(Beginning of Supplied data)

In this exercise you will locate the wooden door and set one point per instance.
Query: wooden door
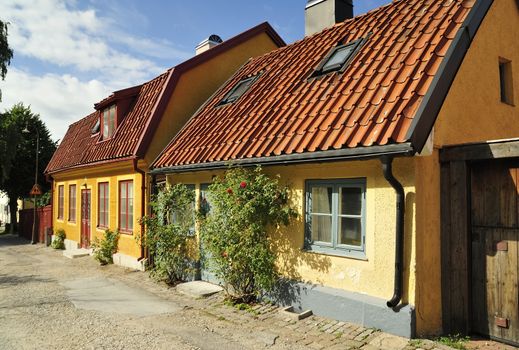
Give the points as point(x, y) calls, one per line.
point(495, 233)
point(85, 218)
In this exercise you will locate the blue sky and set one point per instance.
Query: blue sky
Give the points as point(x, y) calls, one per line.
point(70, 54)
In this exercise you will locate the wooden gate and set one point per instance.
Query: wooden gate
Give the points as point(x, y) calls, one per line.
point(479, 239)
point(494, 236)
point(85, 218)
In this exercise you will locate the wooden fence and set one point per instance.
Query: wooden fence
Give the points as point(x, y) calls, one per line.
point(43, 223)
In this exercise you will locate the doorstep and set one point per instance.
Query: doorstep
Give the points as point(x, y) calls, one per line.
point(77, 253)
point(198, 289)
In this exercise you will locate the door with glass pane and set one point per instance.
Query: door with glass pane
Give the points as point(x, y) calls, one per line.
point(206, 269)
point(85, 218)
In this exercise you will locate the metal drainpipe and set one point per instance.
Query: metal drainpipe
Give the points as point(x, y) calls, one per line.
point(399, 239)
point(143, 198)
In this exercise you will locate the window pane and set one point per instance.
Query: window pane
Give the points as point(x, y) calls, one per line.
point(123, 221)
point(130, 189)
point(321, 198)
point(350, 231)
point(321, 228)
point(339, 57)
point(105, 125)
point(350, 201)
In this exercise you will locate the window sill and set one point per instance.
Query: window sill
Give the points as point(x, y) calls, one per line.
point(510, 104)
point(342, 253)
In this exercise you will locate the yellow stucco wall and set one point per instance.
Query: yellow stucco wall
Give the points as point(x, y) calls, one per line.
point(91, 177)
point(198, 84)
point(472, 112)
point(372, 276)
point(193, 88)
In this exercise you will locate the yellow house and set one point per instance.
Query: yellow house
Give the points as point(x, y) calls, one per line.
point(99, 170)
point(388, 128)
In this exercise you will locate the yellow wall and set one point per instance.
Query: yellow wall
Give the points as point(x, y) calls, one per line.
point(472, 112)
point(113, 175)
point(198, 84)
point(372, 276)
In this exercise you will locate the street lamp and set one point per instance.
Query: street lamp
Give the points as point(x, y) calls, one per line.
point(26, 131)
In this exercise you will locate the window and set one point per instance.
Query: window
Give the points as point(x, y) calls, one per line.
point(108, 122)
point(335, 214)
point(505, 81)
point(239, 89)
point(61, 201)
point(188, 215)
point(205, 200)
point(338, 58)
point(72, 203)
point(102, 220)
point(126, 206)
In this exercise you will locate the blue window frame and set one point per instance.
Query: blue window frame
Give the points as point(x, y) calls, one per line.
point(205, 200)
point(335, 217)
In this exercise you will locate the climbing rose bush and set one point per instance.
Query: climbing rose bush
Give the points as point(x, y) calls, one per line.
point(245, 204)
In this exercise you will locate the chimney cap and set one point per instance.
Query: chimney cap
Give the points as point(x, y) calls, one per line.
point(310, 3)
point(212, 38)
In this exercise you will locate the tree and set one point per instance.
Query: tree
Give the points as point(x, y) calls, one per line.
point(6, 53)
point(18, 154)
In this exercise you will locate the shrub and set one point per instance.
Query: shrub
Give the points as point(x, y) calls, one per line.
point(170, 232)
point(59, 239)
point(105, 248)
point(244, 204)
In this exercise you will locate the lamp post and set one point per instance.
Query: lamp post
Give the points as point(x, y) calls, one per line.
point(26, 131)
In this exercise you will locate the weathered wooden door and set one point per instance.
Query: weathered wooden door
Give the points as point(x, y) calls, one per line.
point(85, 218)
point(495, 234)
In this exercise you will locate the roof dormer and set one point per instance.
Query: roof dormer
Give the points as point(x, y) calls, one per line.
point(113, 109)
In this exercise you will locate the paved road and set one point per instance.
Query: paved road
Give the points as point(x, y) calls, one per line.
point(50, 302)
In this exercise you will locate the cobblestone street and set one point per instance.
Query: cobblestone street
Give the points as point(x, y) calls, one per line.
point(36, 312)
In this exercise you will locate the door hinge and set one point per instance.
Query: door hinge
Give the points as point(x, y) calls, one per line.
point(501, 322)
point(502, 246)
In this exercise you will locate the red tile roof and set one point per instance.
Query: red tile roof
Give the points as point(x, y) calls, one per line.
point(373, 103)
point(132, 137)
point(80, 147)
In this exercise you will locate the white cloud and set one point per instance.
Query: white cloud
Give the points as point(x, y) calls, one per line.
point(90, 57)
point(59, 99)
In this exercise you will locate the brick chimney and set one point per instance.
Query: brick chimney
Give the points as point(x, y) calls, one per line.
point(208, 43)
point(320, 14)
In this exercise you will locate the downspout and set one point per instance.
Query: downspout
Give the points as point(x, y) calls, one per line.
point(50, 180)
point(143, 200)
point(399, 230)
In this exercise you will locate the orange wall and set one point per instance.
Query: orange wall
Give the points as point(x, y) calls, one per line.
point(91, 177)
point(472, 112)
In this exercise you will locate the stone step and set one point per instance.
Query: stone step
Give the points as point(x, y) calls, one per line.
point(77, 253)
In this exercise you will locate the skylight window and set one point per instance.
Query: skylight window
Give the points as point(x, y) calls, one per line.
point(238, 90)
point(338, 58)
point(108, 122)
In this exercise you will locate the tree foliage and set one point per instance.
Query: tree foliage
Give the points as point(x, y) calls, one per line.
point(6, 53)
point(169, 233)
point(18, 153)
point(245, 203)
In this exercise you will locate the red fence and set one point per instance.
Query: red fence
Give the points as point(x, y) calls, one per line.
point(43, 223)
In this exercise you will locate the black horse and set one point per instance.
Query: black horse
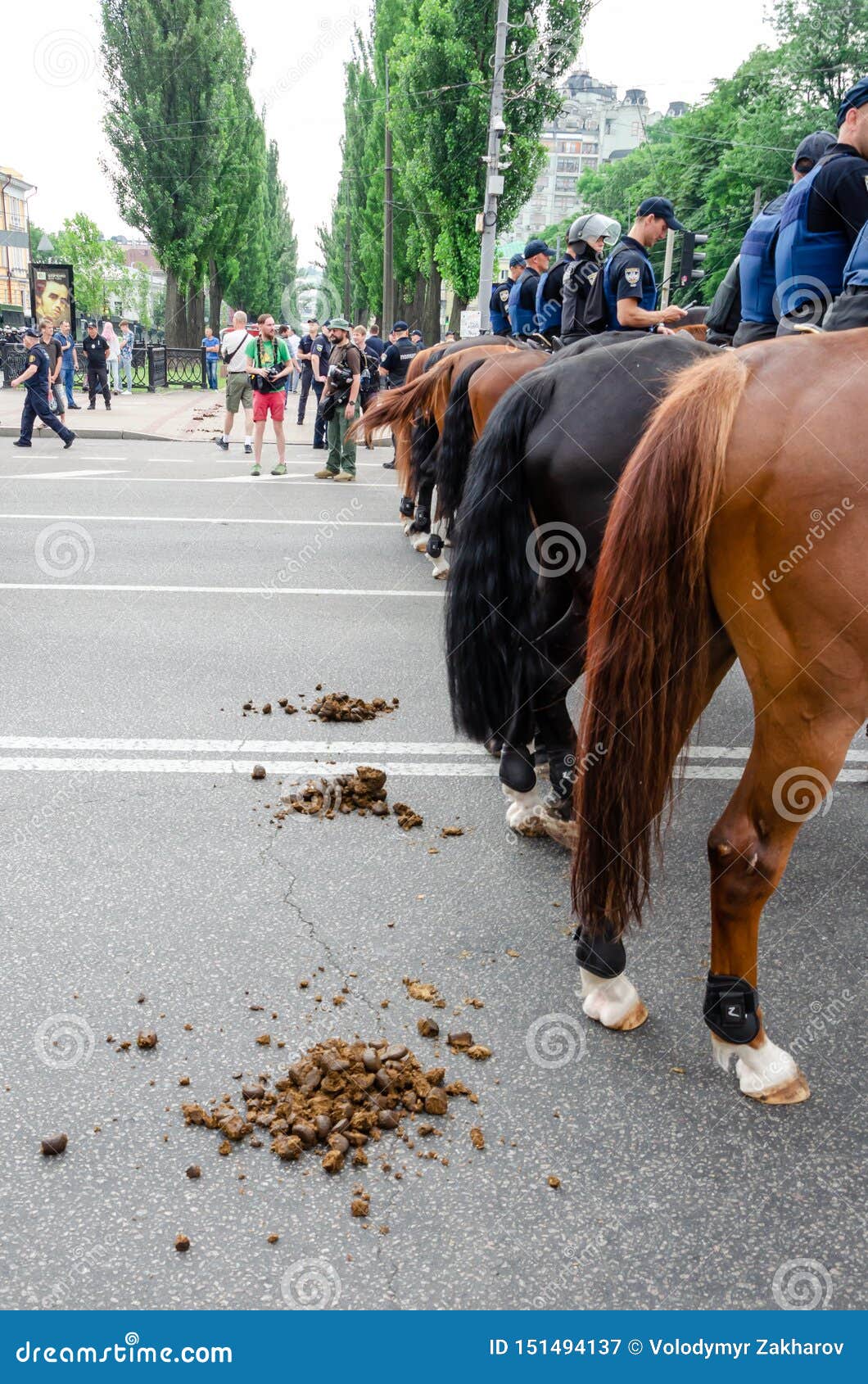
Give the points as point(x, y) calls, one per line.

(End of Supplied data)

→ **Instructions to follow**:
Using the data above, reproduce exactly the lines from the line that contains "Query: window sill" through the line that contains "Query: climbing rose bush", including both.

→ **Result of the task**:
Query: window sill
Give the points as point(x, y) calls, one per line.
point(510, 104)
point(342, 253)
In this exercise you will locate the yellow stucco wall and set one point per instance.
Query: yellow stucco wall
Give the points as point(x, y) calls, one per line.
point(91, 177)
point(198, 84)
point(472, 112)
point(372, 276)
point(193, 88)
In this exercise you will locate the yellow house and set one point per instance.
Query: yellow house
Give the points as point(x, y) calls, one per line.
point(99, 170)
point(388, 128)
In this exercise you will locate the yellow wall and set one point per instance.
Query: yellow wall
Give the points as point(x, y) calls, one per line.
point(472, 112)
point(113, 175)
point(198, 84)
point(372, 276)
In this exercise you will locate the street lamp and set one point per instance.
Query: street lamp
Give the points as point(x, y) calls, one per line.
point(26, 131)
In this exercise you will locate the window and set one point per instance.
Query: window
Give the points as point(x, y) calls, one per line.
point(108, 122)
point(335, 214)
point(505, 81)
point(239, 89)
point(61, 201)
point(188, 215)
point(205, 200)
point(338, 58)
point(72, 203)
point(102, 220)
point(126, 206)
In this exercise you will locate the blue window frame and set one point per instance.
Query: blue window frame
Give the points as point(x, y) calls, one per line.
point(205, 200)
point(335, 217)
In this exercise you will locate the climbing rose bush and set one point per instance.
Query: climbing rose bush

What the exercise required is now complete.